__Stored records__.

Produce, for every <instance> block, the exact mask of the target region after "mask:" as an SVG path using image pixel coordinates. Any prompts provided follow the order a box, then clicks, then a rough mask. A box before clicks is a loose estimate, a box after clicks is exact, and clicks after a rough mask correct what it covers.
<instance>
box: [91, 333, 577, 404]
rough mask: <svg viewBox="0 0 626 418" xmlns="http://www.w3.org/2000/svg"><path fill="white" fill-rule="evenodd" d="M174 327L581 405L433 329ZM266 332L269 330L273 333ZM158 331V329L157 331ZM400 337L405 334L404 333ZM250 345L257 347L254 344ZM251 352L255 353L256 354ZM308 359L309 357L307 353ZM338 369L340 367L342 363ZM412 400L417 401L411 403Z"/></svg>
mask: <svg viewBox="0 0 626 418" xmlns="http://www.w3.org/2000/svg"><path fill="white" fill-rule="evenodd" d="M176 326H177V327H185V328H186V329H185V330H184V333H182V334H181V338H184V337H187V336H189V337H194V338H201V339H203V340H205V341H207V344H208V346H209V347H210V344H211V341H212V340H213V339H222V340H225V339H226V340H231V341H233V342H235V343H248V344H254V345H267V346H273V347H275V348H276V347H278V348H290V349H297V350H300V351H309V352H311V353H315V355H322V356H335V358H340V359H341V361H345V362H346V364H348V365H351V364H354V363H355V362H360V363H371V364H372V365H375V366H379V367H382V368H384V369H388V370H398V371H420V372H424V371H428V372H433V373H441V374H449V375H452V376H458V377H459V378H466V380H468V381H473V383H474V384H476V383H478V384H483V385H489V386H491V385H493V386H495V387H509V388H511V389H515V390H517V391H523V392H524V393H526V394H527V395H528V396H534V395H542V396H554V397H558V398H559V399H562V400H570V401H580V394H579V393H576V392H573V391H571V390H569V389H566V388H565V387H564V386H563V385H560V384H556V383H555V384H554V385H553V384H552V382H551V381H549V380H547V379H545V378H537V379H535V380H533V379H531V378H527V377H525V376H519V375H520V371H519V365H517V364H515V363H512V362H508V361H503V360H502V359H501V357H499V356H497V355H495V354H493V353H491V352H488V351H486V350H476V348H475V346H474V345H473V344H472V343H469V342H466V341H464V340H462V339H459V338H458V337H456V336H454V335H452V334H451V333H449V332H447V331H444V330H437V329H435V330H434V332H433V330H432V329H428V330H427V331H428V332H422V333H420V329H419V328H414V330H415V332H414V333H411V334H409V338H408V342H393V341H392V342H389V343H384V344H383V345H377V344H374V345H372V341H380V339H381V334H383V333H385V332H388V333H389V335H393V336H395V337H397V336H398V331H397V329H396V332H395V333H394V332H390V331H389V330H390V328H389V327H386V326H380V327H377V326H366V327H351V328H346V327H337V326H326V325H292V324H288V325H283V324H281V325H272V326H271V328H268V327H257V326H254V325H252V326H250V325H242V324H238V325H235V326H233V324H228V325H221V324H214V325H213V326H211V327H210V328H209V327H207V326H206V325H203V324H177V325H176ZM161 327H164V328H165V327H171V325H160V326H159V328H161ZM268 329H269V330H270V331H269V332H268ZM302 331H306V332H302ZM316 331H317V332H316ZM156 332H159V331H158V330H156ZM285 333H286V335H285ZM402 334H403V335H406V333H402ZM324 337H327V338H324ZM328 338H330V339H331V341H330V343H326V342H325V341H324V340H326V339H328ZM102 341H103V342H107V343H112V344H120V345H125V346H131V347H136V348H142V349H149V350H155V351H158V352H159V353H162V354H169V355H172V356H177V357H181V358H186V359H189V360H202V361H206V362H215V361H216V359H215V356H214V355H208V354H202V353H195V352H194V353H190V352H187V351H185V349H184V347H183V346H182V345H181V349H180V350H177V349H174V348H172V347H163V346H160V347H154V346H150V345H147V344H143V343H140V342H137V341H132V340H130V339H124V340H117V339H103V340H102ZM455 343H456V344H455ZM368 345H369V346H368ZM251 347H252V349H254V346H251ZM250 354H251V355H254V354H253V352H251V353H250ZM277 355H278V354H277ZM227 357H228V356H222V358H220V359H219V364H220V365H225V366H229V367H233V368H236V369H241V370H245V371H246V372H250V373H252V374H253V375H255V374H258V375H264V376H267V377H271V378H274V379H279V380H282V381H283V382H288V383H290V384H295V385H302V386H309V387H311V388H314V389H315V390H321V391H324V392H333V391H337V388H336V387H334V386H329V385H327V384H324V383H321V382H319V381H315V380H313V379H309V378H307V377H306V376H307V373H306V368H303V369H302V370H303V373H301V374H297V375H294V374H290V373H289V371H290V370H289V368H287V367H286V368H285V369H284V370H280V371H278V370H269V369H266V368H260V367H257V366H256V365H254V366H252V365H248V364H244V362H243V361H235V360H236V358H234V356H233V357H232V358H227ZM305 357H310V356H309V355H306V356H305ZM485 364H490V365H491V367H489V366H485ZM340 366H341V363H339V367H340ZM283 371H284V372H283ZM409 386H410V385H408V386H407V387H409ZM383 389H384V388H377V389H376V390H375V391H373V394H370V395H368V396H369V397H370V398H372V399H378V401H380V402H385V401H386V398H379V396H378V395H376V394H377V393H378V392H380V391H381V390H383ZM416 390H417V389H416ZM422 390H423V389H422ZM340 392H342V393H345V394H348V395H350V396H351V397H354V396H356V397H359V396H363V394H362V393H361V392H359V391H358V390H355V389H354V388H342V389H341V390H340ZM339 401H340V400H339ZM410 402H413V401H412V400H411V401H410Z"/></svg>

__WHAT IS REQUIRED__.
From the entries above, copy every line where the word "instance" shows up.

__WRITTEN ANSWER__.
Produce, for every <instance> block, the exact mask of the target region after "mask:" as an SVG path using image pixel coordinates. Any prompts provided follow the order a box, then clicks, then a rough mask. A box before clicks is a loose estimate, a box after clicks is exact, and clicks after a rough mask correct what it covers.
<instance>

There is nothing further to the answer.